- [Directive A]: According to the text on Adi ibn Artah, over which territory did Umar revoke Adi's jurisdiction after complaints about his lieutenant's administration?

- [Reading text]:
********
Adi ibn Artah al-Fazari () (died 720) was a governor of Basra for the Umayyad dynasty, serving during the caliphate of 'Umar ibn 'Abd al-'Aziz. He was killed during the revolt of Yazid ibn al-Muhallab.

Career under Umar II 
Adi was appointed to the governorship of Basra by the caliph Umar II, shortly after the latter's ascension in 717. After receiving his appointment, he established himself in Basra; he also ordered the arrest of his predecessor Yazid ibn al-Muhallab, who Umar had dismissed from the governorship of Iraq. Once Yazid was captured, Adi shipped him to the caliph's residence in Syria, where he was cast into prison.

Adi served as governor of Basra for the duration of Umar's caliphate. Unlike Yazid, who had been governor of all of Iraq and the eastern provinces, Adi did not have authority over Kufa and Khurasan, which were placed under separate governors. His area of responsibility, however, was still considerable, and extended from Basra and Bahrayn in the west to Sind in the east. Oman was also initially under Adi's authority, but Umar revoked his jurisdiction over it after receiving complaints about his lieutenant's administration there.
********
- [Directive B]: Rewrite every line of the entries in Block 1 as a numbered list, skipping blank lines and leaving the pictures out.

- [Exercise data]:
********
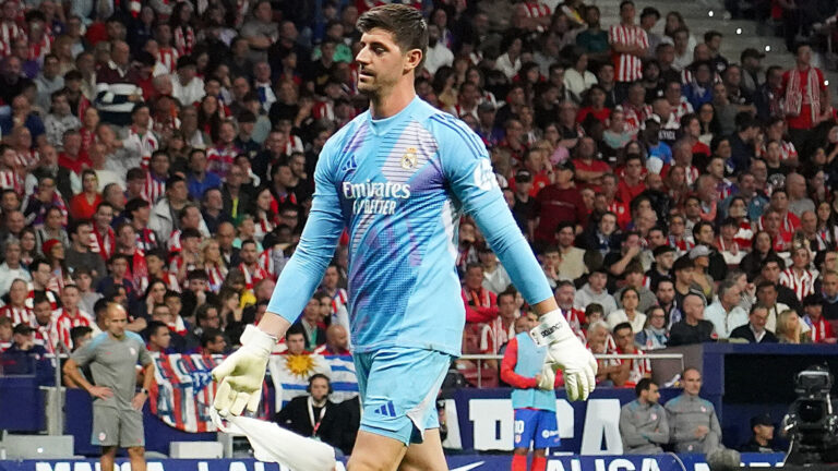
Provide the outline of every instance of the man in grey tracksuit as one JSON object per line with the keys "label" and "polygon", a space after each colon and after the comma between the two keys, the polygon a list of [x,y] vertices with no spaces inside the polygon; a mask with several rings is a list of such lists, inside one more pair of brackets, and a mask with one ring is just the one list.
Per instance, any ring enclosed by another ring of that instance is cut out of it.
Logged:
{"label": "man in grey tracksuit", "polygon": [[643,378],[634,388],[637,399],[620,410],[620,435],[623,438],[623,452],[655,455],[663,452],[660,447],[669,443],[667,412],[658,403],[658,385],[649,378]]}
{"label": "man in grey tracksuit", "polygon": [[667,402],[669,436],[675,452],[709,454],[721,448],[721,426],[716,409],[698,397],[702,374],[687,369],[681,376],[684,394]]}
********
- [Solution A]: Oman

- [Solution B]:
1. Provide the outline of every instance of the man in grey tracksuit as one JSON object per line with the keys "label" and "polygon", a space after each colon and after the comma between the two keys, the polygon a list of [x,y] vertices with no spaces inside the polygon; a mask with several rings is a list of such lists, inside one more pair of brackets, and a mask with one ring is just the one list.
2. Per instance, any ring enclosed by another ring of that instance is cut out of it.
3. Logged:
4. {"label": "man in grey tracksuit", "polygon": [[643,378],[634,388],[637,399],[620,410],[620,435],[623,438],[623,452],[655,455],[663,452],[660,447],[669,443],[667,412],[658,403],[658,385],[649,378]]}
5. {"label": "man in grey tracksuit", "polygon": [[667,402],[669,436],[675,452],[709,454],[721,448],[721,426],[716,409],[698,397],[702,374],[687,369],[681,376],[684,394]]}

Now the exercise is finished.